_REQUIRED ACTIONS_
1. Reproduce the part of the accounting policy text starting with "Deferred income tax assets and" and going on through "statements, if applicable.".
2. Answer these questions using the accounting policy text:
(a) On what date did the Company adopt Topic 326?
(b) What model does the Company now use for its allowance for credit losses instead of incurred losses?
(c) How does the Company classify interest and penalties in its financial statements?
3. Write the next part of the accounting policy notes on receivables and income taxes, picking up after their final sentence.

_TEXT PROVIDED_
========================================

Accounts Receivable and Allowance for Credit Losses

 

The Company adopted Financial Accounting Standards Codification (“ASC”) Topic 326, Financial Statements – Credit Losses (“Topic 326”) with an adoption date of January 1, 2023.  As a result, the Company changed its accounting policy for its allowance for credit losses using an expected losses model rather than using incurred losses. The new model is based on the credit losses expected to arise over the life of the asset based on the Company’s expectations as of the balances sheet date through analyzing historical customer data as well as taking into consideration current economic trends. The Company adopted Topic 326 and determined it did not have a material financial impact. The Company generally writes-off accounts receivable against the allowance when it determines a balance is uncollectible and no longer actively pursues its collection.

 

Income Taxes

 

Deferred income tax assets and liabilities are computed for differences between the financial statement and tax bases of assets and liabilities that will result in future taxable or deductible amounts based on enacted tax laws and rates applicable to the periods in which the differences are expected to affect taxable income. Valuation allowances are established, when necessary, to reduce deferred income tax assets to the amounts expected to be realized. For any uncertain tax positions, the Company recognizes the impact of a tax position, only if it is more likely than not of being sustained upon examination, based on the technical merits of the position. The Company’s policy regarding the classification of interest and penalties is to classify them as income tax expense in the financial statements, if applicable.

========================================

[Annotation dataset entries]
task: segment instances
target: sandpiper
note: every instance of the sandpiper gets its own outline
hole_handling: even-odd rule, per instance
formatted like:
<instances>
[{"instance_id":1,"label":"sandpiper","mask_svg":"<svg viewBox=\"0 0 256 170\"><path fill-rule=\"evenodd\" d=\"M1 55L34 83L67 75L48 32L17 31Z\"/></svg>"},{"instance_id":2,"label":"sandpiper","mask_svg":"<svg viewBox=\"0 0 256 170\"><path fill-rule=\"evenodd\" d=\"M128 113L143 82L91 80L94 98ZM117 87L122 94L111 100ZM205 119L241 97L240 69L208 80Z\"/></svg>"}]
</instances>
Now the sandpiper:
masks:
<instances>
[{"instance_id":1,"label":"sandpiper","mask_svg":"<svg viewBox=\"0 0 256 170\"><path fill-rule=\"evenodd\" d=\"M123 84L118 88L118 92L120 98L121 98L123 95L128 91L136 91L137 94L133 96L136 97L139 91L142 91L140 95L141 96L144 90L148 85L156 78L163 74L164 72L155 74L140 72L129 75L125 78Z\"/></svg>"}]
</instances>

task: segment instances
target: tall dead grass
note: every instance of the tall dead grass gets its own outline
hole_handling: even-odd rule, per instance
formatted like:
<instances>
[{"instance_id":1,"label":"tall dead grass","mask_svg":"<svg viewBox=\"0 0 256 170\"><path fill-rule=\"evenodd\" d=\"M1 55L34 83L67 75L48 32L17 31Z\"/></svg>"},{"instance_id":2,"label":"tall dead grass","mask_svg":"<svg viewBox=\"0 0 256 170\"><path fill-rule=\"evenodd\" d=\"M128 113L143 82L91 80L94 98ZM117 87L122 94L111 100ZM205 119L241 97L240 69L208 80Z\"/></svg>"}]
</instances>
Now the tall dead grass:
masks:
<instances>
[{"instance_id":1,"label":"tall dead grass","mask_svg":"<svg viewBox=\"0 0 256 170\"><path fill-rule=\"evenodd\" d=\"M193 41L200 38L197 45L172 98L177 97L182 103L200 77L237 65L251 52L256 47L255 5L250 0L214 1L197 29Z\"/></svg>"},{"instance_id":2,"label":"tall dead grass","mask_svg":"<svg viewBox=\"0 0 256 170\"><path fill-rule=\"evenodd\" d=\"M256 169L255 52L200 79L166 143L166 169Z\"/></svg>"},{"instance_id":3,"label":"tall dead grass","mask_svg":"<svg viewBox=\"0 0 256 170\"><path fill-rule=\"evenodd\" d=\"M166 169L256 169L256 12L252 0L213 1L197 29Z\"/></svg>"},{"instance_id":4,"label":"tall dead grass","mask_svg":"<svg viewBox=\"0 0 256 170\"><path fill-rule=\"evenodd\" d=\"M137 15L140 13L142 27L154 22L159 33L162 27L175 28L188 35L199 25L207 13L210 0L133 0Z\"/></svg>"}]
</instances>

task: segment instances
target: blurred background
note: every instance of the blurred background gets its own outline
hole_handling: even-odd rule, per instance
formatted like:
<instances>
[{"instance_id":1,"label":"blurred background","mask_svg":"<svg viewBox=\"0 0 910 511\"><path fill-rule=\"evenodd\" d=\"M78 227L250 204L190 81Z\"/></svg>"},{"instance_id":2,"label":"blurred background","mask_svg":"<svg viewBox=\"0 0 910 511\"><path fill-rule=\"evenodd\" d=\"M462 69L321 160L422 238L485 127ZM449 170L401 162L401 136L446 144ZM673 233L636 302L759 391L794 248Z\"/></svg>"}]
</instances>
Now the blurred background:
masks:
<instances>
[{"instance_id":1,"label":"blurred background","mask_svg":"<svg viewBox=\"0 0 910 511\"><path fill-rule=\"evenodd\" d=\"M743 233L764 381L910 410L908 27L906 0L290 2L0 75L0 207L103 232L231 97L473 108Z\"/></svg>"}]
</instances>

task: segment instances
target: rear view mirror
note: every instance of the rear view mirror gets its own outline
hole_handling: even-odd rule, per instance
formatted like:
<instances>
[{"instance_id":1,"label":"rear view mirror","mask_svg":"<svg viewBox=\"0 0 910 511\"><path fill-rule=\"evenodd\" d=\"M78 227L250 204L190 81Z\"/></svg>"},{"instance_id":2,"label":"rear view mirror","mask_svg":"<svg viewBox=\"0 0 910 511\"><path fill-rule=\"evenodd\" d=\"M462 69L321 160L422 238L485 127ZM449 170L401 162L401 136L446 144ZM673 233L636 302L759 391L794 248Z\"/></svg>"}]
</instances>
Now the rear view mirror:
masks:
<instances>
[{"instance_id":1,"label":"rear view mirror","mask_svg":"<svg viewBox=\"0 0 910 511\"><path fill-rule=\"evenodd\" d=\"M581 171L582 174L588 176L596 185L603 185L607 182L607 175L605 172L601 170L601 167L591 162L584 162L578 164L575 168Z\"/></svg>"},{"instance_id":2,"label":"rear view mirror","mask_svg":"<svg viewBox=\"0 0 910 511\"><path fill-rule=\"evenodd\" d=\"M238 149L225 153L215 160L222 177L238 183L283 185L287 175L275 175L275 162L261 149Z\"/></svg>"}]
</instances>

========================================

_TASK-BY-TASK ANSWERS_
1.
Deferred income tax assets and liabilities are computed for differences between the financial statement and tax bases of assets and liabilities that will result in future taxable or deductible amounts based on enacted tax laws and rates applicable to the periods in which the differences are expected to affect taxable income. Valuation allowances are established, when necessary, to reduce deferred income tax assets to the amounts expected to be realized. For any uncertain tax positions, the Company recognizes the impact of a tax position, only if it is more likely than not of being sustained upon examination, based on the technical merits of the position. The Company’s policy regarding the classification of interest and penalties is to classify them as income tax expense in the financial statements, if applicable.

2.
(a) January 1, 2023.
(b) An expected losses model.
(c) As income tax expense, if applicable.

3.
 

Capitalized Software

 

Costs incurred to develop the Company’s cloud-based platform products are capitalized when the preliminary project phase is complete, management commits to fund the project and it is probable the project will be completed and used for its intended purposes. Once the software is substantially complete and ready for its intended use, the software is amortized over its estimated useful life, which is typically four years. Costs related to design or maintenance of the software are expensed as incurred. 

 

Impairment of Long-lived Assets

 

In accordance with the authoritative guidance for accounting for long-lived assets, assets such as property and equipment, trademarks, and intangible assets subject to amortization, are reviewed for impairment whenever events or changes in circumstances indicate that the carrying amount of an asset group may not be recoverable. Recoverability of asset groups to be held and used is measured by a comparison of the carrying amount of an asset group to estimated undiscounted future cash flows expected to be generated by the asset group. If the carrying amount of an asset group exceeds its estimated future cash flows, an impairment charge is recognized by the amount by which the carrying amount of an asset group exceeds fair value of the asset group.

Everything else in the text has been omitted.